----- LISTED RECORDS -----
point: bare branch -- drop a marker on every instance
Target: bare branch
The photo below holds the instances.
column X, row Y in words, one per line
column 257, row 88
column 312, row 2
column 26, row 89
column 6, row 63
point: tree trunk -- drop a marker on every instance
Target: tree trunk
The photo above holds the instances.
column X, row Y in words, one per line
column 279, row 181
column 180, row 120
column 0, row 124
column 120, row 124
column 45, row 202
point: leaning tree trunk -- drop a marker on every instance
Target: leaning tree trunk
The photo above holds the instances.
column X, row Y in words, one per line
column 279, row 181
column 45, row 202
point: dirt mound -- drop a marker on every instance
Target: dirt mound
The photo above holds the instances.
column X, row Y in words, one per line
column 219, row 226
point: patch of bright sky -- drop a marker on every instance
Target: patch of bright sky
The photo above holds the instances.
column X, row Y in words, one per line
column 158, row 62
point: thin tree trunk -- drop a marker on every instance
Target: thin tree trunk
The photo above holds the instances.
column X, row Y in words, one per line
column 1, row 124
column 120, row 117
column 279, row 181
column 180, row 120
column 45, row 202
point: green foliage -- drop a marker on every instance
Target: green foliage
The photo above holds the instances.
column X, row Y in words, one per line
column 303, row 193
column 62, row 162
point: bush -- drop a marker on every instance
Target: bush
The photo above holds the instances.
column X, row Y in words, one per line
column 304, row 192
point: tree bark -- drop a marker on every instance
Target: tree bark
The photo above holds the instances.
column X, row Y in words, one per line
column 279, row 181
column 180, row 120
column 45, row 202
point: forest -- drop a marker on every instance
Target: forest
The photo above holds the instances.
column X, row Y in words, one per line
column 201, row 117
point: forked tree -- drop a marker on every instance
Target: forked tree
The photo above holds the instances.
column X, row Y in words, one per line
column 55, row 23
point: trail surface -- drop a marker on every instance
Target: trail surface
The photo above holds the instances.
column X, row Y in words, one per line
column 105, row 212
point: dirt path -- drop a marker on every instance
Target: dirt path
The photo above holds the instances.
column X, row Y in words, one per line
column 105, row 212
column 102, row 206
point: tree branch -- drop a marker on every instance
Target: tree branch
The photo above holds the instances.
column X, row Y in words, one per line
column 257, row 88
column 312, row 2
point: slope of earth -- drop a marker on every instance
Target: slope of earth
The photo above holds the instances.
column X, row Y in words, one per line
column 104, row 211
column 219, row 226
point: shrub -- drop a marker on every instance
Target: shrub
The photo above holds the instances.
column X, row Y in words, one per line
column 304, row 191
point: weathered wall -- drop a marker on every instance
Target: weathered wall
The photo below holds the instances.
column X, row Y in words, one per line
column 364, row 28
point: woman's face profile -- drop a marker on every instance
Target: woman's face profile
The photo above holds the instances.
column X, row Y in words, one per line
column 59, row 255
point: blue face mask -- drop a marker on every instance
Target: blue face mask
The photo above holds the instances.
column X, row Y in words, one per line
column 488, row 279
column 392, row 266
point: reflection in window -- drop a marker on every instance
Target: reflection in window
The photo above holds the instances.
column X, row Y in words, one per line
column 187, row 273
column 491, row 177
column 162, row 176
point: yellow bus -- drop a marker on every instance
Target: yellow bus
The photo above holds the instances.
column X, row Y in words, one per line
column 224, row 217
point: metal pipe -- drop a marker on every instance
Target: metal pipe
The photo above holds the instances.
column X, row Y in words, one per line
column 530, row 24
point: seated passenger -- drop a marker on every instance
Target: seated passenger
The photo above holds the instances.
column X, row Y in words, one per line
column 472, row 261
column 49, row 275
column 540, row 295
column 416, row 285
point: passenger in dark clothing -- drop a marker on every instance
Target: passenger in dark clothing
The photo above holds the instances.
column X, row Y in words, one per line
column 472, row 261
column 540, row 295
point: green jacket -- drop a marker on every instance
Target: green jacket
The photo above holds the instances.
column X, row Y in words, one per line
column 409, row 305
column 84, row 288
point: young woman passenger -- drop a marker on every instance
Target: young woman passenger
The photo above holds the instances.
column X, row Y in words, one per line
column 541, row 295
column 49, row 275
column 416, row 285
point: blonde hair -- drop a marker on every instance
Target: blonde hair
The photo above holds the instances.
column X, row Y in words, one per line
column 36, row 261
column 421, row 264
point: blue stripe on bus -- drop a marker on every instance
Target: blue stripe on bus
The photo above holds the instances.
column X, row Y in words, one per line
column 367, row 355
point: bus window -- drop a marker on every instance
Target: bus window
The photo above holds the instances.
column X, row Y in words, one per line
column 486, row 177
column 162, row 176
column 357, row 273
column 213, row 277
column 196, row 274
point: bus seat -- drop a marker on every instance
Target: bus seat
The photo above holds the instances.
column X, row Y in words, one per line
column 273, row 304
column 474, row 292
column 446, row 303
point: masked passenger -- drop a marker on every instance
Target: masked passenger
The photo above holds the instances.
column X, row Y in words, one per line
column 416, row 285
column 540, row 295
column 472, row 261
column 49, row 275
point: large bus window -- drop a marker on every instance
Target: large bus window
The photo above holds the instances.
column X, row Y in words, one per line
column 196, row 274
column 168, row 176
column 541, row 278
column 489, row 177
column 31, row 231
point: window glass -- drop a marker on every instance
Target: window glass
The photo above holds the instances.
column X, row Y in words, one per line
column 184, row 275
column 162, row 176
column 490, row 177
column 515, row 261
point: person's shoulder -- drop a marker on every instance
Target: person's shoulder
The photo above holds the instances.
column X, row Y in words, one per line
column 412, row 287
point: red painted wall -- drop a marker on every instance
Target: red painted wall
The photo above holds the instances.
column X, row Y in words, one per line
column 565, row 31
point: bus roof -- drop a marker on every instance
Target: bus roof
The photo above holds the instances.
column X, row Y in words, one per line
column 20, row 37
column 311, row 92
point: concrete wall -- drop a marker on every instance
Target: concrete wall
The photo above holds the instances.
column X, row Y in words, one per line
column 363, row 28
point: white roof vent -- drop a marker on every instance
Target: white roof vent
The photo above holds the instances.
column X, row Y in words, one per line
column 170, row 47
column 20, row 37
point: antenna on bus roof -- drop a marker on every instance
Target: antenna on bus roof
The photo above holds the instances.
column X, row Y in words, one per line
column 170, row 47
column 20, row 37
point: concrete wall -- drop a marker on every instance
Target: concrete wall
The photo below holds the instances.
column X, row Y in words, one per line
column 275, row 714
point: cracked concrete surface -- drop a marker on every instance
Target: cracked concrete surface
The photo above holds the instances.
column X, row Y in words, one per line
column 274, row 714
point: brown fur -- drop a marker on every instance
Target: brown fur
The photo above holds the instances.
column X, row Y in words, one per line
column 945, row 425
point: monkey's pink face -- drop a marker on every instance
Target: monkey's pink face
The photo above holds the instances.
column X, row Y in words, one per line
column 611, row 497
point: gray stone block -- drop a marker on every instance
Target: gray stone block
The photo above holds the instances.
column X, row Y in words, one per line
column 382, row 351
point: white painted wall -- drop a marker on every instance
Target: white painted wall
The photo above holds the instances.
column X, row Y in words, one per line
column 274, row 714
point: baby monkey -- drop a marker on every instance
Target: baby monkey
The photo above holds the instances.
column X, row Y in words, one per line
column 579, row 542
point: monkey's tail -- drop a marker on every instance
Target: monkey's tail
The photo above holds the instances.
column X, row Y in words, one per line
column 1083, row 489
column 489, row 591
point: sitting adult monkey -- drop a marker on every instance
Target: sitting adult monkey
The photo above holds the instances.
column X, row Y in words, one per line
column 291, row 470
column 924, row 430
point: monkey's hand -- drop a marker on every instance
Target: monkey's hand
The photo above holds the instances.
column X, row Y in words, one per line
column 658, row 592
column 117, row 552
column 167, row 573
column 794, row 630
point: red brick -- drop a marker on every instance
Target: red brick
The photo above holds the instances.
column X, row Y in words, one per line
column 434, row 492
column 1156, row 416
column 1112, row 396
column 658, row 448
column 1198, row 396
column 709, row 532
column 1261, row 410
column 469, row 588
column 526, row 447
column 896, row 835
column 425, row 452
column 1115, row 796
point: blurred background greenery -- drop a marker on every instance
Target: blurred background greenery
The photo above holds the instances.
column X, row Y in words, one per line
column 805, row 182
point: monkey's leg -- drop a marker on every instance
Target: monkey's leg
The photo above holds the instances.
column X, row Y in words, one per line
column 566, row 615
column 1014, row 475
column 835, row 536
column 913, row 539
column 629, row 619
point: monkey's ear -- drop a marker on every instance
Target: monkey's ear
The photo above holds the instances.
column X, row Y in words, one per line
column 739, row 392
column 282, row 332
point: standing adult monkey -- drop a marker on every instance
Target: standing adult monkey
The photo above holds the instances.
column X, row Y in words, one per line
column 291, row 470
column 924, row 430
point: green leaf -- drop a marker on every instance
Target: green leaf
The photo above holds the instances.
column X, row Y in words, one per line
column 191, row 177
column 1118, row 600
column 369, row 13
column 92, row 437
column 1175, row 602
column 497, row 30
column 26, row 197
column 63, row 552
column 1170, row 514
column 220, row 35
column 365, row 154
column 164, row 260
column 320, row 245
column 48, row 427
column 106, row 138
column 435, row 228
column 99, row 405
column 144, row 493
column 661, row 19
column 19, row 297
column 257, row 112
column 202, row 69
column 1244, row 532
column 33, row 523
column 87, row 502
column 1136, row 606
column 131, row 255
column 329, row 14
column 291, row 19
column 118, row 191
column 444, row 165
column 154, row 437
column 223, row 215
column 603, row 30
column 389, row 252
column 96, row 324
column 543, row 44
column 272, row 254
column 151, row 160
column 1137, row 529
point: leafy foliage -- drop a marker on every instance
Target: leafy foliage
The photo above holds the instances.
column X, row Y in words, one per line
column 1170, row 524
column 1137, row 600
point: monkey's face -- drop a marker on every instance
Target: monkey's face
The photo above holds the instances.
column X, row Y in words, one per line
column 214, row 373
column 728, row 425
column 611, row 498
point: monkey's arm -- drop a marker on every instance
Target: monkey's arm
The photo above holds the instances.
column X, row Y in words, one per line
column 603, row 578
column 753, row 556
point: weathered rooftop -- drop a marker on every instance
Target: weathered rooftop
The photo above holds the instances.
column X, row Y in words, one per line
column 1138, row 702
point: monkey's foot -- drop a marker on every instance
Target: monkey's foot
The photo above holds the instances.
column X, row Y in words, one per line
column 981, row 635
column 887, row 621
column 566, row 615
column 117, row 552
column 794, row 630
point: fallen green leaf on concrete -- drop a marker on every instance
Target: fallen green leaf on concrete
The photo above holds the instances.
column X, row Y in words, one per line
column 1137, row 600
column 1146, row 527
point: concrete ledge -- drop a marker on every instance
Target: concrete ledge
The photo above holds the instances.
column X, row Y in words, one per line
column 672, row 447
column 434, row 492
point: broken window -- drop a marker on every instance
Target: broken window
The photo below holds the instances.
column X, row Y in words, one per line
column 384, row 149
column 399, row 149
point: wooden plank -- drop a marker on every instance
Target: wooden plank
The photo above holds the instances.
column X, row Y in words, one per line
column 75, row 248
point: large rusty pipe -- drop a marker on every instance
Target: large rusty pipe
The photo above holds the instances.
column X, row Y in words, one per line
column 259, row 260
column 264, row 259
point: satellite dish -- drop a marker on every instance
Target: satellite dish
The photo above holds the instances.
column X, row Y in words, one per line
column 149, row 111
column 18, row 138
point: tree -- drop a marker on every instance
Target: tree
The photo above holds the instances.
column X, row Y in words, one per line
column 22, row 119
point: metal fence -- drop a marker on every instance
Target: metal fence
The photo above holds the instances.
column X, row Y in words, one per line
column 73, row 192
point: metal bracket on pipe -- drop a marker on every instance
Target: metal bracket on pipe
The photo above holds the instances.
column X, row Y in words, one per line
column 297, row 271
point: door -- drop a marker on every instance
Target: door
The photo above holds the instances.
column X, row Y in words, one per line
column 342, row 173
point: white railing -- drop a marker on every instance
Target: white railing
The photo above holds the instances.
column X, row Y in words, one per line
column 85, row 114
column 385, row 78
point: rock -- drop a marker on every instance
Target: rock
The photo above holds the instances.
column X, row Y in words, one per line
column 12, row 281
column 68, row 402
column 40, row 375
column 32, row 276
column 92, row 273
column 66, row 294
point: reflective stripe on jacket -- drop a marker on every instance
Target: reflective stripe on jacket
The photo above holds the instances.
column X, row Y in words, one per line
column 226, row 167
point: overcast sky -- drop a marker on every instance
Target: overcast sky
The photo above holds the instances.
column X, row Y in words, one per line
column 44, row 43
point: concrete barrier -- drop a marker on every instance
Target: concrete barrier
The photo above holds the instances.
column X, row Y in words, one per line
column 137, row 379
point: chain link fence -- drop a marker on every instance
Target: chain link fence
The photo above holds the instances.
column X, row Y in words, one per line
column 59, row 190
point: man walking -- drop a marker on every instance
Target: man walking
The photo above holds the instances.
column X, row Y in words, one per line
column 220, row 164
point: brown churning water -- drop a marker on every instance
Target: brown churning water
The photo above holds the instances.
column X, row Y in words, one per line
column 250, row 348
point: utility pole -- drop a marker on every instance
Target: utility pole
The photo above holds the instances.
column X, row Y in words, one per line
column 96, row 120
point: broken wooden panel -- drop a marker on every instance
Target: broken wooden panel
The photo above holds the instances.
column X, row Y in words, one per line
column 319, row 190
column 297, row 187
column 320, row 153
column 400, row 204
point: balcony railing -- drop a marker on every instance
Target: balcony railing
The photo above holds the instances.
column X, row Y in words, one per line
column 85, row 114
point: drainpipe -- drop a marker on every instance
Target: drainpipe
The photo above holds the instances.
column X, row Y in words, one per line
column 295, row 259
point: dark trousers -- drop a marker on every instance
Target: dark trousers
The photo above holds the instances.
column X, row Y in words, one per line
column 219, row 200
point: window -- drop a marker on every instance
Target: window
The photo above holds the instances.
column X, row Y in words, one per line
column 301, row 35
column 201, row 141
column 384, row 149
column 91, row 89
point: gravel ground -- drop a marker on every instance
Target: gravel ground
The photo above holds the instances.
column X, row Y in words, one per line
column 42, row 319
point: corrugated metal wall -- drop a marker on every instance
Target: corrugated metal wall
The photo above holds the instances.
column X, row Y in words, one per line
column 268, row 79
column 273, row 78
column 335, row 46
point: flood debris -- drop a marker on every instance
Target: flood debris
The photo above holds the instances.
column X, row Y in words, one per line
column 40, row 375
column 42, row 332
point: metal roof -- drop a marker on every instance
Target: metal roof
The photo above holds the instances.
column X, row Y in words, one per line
-----
TO DO: Copy each line of the preceding material that contains "utility".

RESULT OF THE TASK:
point: utility pole -- drop a marker on every instance
Target: utility pole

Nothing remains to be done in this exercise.